● **THE PROBLEM**
List each line of the records below that contains the string "short". Case counts.
Begin GIVEN RECORDS
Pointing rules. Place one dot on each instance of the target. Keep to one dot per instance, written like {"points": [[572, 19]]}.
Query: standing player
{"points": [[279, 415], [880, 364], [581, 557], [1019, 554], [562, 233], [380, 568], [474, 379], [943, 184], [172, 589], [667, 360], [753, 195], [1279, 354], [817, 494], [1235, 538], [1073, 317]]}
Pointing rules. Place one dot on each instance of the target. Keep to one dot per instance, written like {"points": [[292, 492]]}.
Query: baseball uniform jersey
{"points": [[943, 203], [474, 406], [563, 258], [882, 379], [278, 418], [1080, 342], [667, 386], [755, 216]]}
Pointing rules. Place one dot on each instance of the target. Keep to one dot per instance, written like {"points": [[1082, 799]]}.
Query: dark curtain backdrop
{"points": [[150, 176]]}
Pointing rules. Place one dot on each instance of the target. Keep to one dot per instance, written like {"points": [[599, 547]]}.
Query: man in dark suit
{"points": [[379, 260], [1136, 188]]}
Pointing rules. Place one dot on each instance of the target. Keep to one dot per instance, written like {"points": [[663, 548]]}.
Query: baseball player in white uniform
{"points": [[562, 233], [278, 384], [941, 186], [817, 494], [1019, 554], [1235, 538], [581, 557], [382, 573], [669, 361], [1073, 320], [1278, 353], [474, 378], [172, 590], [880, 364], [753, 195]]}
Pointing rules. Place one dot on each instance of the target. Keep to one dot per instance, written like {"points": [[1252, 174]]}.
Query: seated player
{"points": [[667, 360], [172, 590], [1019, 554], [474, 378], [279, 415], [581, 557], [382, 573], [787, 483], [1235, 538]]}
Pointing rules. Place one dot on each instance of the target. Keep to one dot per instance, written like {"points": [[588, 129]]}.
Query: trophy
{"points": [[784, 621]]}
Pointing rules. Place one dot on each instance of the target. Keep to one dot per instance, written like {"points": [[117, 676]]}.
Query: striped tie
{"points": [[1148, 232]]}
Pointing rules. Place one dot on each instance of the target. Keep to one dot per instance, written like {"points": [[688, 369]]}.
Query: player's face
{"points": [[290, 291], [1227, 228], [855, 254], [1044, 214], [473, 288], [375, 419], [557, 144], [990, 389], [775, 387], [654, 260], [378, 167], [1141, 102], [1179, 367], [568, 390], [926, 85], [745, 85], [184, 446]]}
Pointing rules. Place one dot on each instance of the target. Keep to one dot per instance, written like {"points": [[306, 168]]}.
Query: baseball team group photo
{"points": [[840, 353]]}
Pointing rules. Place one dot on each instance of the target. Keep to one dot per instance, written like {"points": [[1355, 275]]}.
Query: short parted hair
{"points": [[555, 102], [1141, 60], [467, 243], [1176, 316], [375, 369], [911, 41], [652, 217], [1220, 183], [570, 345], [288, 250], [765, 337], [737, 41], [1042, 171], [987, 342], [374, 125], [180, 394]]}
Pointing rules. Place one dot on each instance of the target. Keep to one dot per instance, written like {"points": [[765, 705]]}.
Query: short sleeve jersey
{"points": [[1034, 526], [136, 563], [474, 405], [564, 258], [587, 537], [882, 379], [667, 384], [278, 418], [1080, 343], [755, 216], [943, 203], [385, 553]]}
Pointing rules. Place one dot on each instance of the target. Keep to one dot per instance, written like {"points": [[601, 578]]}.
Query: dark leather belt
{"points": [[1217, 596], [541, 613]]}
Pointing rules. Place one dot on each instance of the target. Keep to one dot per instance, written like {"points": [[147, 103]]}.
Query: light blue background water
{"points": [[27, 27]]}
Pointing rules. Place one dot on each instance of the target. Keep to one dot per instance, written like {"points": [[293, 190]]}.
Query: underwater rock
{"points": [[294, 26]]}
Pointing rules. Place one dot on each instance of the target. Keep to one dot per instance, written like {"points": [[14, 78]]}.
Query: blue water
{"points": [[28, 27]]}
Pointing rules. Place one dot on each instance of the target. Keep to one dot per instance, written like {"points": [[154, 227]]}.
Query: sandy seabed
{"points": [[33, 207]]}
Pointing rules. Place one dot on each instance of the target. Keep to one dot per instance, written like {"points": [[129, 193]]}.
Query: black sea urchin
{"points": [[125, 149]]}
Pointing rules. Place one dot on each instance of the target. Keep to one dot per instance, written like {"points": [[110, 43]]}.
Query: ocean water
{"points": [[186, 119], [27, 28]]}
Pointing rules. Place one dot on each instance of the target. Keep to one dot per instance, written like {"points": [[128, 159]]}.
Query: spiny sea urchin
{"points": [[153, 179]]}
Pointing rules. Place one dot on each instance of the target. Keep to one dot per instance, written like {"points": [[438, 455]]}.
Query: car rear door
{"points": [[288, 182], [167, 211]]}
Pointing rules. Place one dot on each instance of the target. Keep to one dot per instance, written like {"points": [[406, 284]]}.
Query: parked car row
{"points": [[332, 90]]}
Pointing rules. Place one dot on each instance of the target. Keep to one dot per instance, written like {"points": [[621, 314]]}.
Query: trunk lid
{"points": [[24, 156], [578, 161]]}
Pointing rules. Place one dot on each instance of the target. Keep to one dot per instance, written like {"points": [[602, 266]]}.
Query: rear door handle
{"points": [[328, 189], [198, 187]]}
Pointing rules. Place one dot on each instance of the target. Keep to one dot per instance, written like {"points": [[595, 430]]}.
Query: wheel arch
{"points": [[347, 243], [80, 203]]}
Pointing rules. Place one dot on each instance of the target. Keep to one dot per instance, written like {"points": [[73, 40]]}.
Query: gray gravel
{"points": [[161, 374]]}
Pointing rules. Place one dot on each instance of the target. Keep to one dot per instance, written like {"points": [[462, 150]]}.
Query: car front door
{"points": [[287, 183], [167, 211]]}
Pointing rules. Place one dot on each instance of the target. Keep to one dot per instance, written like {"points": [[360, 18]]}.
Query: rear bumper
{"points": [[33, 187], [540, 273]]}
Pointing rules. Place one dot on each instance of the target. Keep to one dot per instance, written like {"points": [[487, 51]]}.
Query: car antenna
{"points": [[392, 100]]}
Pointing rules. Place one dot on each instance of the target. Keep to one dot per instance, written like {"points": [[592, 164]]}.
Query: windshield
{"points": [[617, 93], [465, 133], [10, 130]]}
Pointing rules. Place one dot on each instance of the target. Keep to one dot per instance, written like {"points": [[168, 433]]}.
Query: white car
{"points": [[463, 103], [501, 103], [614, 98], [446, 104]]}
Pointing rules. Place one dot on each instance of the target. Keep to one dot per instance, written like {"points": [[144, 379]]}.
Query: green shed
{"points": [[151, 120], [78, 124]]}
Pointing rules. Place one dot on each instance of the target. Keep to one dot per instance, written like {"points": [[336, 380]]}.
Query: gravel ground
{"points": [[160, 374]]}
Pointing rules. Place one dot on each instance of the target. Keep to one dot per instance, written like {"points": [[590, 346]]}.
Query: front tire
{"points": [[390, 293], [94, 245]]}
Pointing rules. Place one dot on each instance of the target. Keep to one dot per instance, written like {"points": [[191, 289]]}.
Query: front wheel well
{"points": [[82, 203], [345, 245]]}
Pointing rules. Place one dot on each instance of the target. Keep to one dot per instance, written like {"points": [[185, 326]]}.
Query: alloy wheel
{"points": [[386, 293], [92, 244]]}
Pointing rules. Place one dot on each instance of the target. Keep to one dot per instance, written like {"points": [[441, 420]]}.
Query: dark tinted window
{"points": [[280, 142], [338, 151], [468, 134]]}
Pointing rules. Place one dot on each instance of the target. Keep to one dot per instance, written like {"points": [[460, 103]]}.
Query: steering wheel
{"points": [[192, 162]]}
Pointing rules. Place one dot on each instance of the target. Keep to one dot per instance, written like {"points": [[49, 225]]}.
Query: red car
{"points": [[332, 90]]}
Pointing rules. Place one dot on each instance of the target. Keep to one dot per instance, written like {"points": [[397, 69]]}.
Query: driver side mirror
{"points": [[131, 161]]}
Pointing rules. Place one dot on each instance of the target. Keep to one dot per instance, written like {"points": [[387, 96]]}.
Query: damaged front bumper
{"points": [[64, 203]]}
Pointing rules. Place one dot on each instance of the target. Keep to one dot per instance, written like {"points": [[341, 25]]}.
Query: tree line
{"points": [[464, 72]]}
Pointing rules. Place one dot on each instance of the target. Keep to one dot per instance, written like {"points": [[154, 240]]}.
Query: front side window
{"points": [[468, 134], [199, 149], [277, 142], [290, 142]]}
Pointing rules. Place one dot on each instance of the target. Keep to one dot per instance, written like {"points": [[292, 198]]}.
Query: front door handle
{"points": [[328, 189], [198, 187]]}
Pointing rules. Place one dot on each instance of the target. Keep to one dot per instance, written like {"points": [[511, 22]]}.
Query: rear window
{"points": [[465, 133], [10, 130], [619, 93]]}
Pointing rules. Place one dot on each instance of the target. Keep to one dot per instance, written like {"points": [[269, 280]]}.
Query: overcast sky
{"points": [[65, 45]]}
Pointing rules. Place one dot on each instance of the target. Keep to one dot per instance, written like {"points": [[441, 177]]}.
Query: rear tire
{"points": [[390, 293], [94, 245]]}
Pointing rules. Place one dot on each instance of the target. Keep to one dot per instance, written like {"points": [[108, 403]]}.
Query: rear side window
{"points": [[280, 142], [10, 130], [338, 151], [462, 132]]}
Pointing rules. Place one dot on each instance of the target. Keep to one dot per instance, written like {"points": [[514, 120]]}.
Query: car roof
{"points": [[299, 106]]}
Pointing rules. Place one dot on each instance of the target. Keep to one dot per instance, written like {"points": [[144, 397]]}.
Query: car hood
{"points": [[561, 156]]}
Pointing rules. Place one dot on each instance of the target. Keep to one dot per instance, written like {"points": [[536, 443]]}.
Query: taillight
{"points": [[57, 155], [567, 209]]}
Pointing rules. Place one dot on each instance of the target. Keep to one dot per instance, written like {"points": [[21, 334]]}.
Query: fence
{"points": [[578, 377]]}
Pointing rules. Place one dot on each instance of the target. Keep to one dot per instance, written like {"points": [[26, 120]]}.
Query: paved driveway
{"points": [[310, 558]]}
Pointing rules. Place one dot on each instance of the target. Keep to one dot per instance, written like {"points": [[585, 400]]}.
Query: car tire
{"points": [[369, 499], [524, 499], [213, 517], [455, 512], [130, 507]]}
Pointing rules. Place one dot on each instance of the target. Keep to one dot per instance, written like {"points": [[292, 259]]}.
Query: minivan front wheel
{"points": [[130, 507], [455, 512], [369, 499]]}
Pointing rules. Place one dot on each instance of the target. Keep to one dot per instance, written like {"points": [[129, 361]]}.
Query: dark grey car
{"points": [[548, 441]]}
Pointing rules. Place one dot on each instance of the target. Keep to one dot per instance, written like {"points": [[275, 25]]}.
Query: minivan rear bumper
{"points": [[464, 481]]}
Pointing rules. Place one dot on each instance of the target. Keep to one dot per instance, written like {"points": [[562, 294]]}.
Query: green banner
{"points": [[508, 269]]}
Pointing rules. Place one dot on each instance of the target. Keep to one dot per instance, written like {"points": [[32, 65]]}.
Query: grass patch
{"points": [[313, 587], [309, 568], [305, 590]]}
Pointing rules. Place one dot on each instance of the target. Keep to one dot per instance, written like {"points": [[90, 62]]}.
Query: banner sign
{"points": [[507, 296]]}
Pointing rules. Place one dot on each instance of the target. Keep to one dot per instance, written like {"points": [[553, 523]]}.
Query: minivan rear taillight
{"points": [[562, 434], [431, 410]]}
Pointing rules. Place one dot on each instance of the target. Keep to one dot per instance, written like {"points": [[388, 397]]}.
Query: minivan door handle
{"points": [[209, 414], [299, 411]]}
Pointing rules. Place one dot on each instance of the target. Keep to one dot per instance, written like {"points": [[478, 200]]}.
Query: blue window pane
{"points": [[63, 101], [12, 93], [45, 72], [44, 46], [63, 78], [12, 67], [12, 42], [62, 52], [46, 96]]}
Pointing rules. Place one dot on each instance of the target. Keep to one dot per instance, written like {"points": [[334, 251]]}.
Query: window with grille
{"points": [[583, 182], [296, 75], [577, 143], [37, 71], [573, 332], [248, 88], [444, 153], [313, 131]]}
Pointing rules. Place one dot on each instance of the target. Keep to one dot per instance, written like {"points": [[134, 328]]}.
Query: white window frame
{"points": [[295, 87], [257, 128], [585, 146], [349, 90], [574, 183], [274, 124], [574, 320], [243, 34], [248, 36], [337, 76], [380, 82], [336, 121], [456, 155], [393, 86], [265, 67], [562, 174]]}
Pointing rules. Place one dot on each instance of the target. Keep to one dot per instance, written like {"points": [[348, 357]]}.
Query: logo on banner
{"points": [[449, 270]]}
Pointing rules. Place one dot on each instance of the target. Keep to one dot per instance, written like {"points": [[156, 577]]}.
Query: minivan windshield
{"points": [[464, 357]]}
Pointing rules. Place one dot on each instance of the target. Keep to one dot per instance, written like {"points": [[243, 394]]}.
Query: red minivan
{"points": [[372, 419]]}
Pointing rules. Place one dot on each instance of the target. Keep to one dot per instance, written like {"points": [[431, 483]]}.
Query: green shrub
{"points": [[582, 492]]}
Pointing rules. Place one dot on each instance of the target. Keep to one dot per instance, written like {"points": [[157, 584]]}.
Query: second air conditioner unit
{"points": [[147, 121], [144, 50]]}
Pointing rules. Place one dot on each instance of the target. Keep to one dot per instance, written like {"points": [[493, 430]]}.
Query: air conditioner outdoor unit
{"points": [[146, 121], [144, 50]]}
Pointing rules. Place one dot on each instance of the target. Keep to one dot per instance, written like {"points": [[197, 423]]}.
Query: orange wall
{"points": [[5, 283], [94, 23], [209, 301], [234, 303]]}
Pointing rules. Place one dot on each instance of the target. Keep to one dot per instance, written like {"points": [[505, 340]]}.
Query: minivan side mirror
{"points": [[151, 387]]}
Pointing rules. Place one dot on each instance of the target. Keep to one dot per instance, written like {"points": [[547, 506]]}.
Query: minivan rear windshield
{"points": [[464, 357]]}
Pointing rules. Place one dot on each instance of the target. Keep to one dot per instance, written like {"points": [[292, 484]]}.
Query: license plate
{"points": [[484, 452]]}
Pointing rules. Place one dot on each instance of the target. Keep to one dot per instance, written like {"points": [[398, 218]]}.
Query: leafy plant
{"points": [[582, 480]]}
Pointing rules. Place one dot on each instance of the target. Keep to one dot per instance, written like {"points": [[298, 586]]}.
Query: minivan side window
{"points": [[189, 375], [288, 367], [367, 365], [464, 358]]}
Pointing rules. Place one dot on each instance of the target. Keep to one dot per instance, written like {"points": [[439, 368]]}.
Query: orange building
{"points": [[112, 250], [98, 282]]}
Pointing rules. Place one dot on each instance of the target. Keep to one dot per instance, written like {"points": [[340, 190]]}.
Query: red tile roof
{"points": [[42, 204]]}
End GIVEN RECORDS
● **THE OUTPUT**
Query: short parted hair
Query: short sleeve jersey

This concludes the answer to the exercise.